## Written problem
Write out each entry again. Keep every word exactly as it is.

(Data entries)
= = =
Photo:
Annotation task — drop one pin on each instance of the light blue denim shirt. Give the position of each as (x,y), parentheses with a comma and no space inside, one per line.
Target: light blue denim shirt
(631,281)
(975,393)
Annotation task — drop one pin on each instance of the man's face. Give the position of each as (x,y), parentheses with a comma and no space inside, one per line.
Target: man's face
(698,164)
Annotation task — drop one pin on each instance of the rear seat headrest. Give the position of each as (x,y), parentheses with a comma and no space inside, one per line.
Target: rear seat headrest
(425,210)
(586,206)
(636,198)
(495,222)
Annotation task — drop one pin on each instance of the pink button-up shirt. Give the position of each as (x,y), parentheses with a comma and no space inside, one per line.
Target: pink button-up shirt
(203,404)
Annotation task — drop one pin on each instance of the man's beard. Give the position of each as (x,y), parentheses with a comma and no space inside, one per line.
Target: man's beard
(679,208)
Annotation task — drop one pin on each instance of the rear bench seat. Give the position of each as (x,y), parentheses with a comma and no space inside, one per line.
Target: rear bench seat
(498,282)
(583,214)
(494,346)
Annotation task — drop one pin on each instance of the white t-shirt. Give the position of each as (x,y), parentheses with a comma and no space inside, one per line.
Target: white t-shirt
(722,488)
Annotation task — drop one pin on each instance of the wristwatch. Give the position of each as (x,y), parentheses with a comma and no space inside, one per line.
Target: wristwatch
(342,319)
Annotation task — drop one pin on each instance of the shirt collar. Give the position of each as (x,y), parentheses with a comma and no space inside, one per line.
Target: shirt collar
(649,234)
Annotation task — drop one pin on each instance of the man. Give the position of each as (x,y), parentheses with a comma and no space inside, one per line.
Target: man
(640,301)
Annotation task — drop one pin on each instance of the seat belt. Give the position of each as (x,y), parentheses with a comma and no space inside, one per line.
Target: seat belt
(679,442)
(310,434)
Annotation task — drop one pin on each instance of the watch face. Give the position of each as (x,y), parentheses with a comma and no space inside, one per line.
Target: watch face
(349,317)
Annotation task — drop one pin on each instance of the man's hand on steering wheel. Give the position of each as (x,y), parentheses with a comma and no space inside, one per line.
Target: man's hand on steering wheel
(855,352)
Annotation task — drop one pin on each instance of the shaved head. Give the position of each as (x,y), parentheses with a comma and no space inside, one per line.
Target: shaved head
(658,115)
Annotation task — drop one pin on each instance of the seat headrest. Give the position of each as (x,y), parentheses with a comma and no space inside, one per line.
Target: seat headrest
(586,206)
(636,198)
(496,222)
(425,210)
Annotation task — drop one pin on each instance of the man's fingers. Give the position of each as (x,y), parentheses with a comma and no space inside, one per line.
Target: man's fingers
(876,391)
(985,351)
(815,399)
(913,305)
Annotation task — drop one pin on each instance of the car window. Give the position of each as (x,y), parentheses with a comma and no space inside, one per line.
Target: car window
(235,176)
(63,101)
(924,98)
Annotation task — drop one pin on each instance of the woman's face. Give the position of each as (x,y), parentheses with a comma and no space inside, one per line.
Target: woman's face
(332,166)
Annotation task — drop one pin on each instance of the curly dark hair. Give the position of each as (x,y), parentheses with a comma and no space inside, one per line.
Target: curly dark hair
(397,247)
= = =
## Expected answer
Photo:
Annotation task — drop one pin on each instance of the light blue denim shirt. Give the position of each as (x,y), parentheses with a comma and no space inside, one per line.
Target: light blue denim shirt
(631,281)
(975,393)
Annotation task — drop one pin on each instance of the man's face. Give the position of each as (x,y), parentheses with a comma and no space inside, one per line.
Target: man's face
(698,164)
Annotation task — drop one pin on each instance of the rear seat headrest. Give the position of each as (x,y), parentheses with a comma and no space inside, one per line.
Target: rear seat headrest
(425,210)
(586,206)
(636,198)
(495,222)
Annotation task — drop one pin on each instance of the pink button-up shirt. Give the position of each as (x,y), parentheses with a comma and no space inside, one per line.
Target: pink button-up shirt
(203,404)
Annotation task — drop one pin on each instance of the man's beard. Give the position of each as (x,y), parentheses with a comma and no space inside, one per line.
Target: man's beard
(679,208)
Annotation task — drop one pin on each instance of the rear bench seat. Give the position of each as (x,y), parentheses with a comma and no space inside, one per line.
Target: rear bench seat
(498,282)
(583,214)
(494,346)
Annotation task — drop one pin on each instance of the white t-shirt. Give the position of each as (x,y), parentheses with a comma and no space inside, one per line.
Target: white t-shirt
(722,488)
Annotation task — drop one pin on each instance of the wristwatch. Give the position of each as (x,y), parentheses with a comma and no space inside, one per line.
Target: wristwatch
(342,319)
Annotation task — drop one pin on each instance of the shirt collar. Give the position of each as (x,y), parentheses with a comma and no space inside, one per line.
Target: shirt collar
(649,234)
Annotation task — drop one pin on each instance of the man. Give the position of each as (x,y), parentheses with a comma and no space inside, one per line.
Target: man
(640,301)
Annotation task — drop one pin on each instance of the seat belt. Give the position of each as (x,y), parentheses with a comma and no space inside, one per line.
Target: seat belt
(679,442)
(310,434)
Annotation task — drop one pin on each instance of the watch face. Give the position of each as (x,y), parentheses with a comma and no space inside, one per line.
Target: watch face
(349,317)
Annotation task — drop one pin on each instance of the man's hand on steering wheel. Give the position of each as (x,y), parentheses with a comma and no space inside, one per line.
Target: man's hand on steering wheel
(855,352)
Annotation task — drop one pin on each instance of the shaved head. Give the position of each as (x,y), parentheses with a comma and no space inside, one per line.
Target: shaved head
(658,115)
Annotation task — drop one pin on each instance of the seat headrest. Give the position of each as (x,y), parentheses with a comma and no space inside, one per line.
Target: seat headrest
(586,206)
(636,198)
(496,222)
(425,210)
Annotation task — drop one pin on each instance of the man's fingers. Give the position of each as (x,y), parentheses with a comma and no space inside, one per line.
Target: man's fingers
(876,391)
(985,351)
(815,399)
(913,305)
Annotation task — drop one pin on each instance of the car window. Give the position of each as (x,y), parentheses with a comma and no space inside, one per line.
Target: car window
(235,176)
(63,101)
(924,98)
Annotation task — drop one pin on each instance of the woman's face. Give the position of each as (x,y), parentheses with a comma and no space inside, one per line.
Target: woman's face
(332,166)
Annotation task — drop one pin on each instance of the curly dark hair. Give the position of each as (x,y), parentheses with a comma and no space inside, one per line.
Target: curly dark hair
(397,247)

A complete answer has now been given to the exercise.